Set every record down verbatim and omit the pictures.

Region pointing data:
◇ ◇ ◇

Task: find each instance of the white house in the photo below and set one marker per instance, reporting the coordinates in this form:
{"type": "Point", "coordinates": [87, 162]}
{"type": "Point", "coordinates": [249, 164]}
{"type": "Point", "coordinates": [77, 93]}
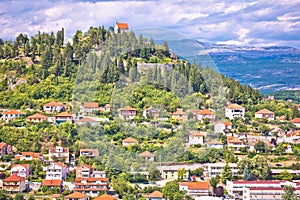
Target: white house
{"type": "Point", "coordinates": [196, 137]}
{"type": "Point", "coordinates": [21, 170]}
{"type": "Point", "coordinates": [56, 171]}
{"type": "Point", "coordinates": [265, 114]}
{"type": "Point", "coordinates": [222, 127]}
{"type": "Point", "coordinates": [121, 27]}
{"type": "Point", "coordinates": [147, 156]}
{"type": "Point", "coordinates": [234, 110]}
{"type": "Point", "coordinates": [53, 106]}
{"type": "Point", "coordinates": [296, 122]}
{"type": "Point", "coordinates": [11, 115]}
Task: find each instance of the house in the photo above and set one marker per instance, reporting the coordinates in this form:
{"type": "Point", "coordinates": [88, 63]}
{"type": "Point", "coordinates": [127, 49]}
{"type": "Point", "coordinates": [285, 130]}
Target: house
{"type": "Point", "coordinates": [5, 149]}
{"type": "Point", "coordinates": [234, 110]}
{"type": "Point", "coordinates": [89, 153]}
{"type": "Point", "coordinates": [179, 114]}
{"type": "Point", "coordinates": [105, 197]}
{"type": "Point", "coordinates": [212, 169]}
{"type": "Point", "coordinates": [121, 27]}
{"type": "Point", "coordinates": [127, 113]}
{"type": "Point", "coordinates": [296, 122]}
{"type": "Point", "coordinates": [259, 189]}
{"type": "Point", "coordinates": [195, 189]}
{"type": "Point", "coordinates": [77, 196]}
{"type": "Point", "coordinates": [53, 183]}
{"type": "Point", "coordinates": [147, 156]}
{"type": "Point", "coordinates": [222, 127]}
{"type": "Point", "coordinates": [87, 120]}
{"type": "Point", "coordinates": [196, 137]}
{"type": "Point", "coordinates": [14, 183]}
{"type": "Point", "coordinates": [56, 171]}
{"type": "Point", "coordinates": [214, 144]}
{"type": "Point", "coordinates": [63, 117]}
{"type": "Point", "coordinates": [36, 118]}
{"type": "Point", "coordinates": [28, 156]}
{"type": "Point", "coordinates": [156, 195]}
{"type": "Point", "coordinates": [234, 143]}
{"type": "Point", "coordinates": [129, 141]}
{"type": "Point", "coordinates": [53, 107]}
{"type": "Point", "coordinates": [92, 187]}
{"type": "Point", "coordinates": [12, 115]}
{"type": "Point", "coordinates": [151, 113]}
{"type": "Point", "coordinates": [60, 154]}
{"type": "Point", "coordinates": [265, 114]}
{"type": "Point", "coordinates": [21, 170]}
{"type": "Point", "coordinates": [89, 107]}
{"type": "Point", "coordinates": [204, 114]}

◇ ◇ ◇

_Result for this task:_
Task: find each instance of the white house in the photo below and set one marker per instance, reporting the coordinates in this form:
{"type": "Point", "coordinates": [87, 162]}
{"type": "Point", "coordinates": [249, 164]}
{"type": "Point", "coordinates": [77, 93]}
Target: white house
{"type": "Point", "coordinates": [196, 137]}
{"type": "Point", "coordinates": [21, 170]}
{"type": "Point", "coordinates": [56, 171]}
{"type": "Point", "coordinates": [265, 114]}
{"type": "Point", "coordinates": [222, 127]}
{"type": "Point", "coordinates": [121, 27]}
{"type": "Point", "coordinates": [147, 156]}
{"type": "Point", "coordinates": [234, 110]}
{"type": "Point", "coordinates": [53, 106]}
{"type": "Point", "coordinates": [296, 122]}
{"type": "Point", "coordinates": [11, 115]}
Task: find each instance of the house in the photo above and set one marker per instance, reporting the coordinates in this form:
{"type": "Point", "coordinates": [88, 63]}
{"type": "Point", "coordinates": [127, 49]}
{"type": "Point", "coordinates": [285, 130]}
Target: house
{"type": "Point", "coordinates": [5, 149]}
{"type": "Point", "coordinates": [234, 110]}
{"type": "Point", "coordinates": [89, 153]}
{"type": "Point", "coordinates": [179, 114]}
{"type": "Point", "coordinates": [105, 197]}
{"type": "Point", "coordinates": [212, 169]}
{"type": "Point", "coordinates": [121, 27]}
{"type": "Point", "coordinates": [127, 113]}
{"type": "Point", "coordinates": [296, 122]}
{"type": "Point", "coordinates": [259, 189]}
{"type": "Point", "coordinates": [195, 189]}
{"type": "Point", "coordinates": [77, 196]}
{"type": "Point", "coordinates": [53, 183]}
{"type": "Point", "coordinates": [147, 156]}
{"type": "Point", "coordinates": [222, 127]}
{"type": "Point", "coordinates": [87, 120]}
{"type": "Point", "coordinates": [196, 137]}
{"type": "Point", "coordinates": [14, 183]}
{"type": "Point", "coordinates": [56, 171]}
{"type": "Point", "coordinates": [214, 144]}
{"type": "Point", "coordinates": [63, 117]}
{"type": "Point", "coordinates": [36, 118]}
{"type": "Point", "coordinates": [28, 156]}
{"type": "Point", "coordinates": [156, 195]}
{"type": "Point", "coordinates": [234, 143]}
{"type": "Point", "coordinates": [129, 141]}
{"type": "Point", "coordinates": [53, 107]}
{"type": "Point", "coordinates": [92, 187]}
{"type": "Point", "coordinates": [12, 115]}
{"type": "Point", "coordinates": [151, 113]}
{"type": "Point", "coordinates": [60, 154]}
{"type": "Point", "coordinates": [265, 114]}
{"type": "Point", "coordinates": [21, 170]}
{"type": "Point", "coordinates": [89, 107]}
{"type": "Point", "coordinates": [204, 114]}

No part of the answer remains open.